- _Instructions to follow_
A line counts if it contains the word "point" at least once. State how many such lines the records contain, giving the number alone.

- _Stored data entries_
↓
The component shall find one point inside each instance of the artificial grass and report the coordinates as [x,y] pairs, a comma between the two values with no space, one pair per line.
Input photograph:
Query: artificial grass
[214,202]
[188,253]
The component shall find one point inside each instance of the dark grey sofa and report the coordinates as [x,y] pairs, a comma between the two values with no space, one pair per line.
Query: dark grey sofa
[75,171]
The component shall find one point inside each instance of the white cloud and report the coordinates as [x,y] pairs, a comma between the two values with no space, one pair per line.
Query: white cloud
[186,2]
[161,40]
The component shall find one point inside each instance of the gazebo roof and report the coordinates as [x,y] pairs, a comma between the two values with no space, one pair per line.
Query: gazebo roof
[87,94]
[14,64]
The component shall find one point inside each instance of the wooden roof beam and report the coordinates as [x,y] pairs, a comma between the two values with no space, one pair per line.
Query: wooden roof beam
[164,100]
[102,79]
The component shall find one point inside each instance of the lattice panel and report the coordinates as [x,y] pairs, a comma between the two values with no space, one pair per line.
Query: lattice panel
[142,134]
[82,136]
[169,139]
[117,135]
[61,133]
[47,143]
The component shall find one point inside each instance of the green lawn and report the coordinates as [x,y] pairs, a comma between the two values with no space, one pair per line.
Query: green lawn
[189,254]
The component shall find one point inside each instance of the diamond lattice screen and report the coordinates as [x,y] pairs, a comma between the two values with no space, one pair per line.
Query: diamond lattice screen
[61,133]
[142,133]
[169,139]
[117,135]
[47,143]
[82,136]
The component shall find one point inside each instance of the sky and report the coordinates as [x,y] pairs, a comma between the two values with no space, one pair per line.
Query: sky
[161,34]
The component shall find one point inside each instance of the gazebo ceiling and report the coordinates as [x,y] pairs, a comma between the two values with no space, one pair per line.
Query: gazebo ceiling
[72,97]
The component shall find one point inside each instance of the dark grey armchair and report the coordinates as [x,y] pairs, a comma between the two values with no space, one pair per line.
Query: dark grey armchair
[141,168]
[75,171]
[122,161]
↑
- _Your response_
11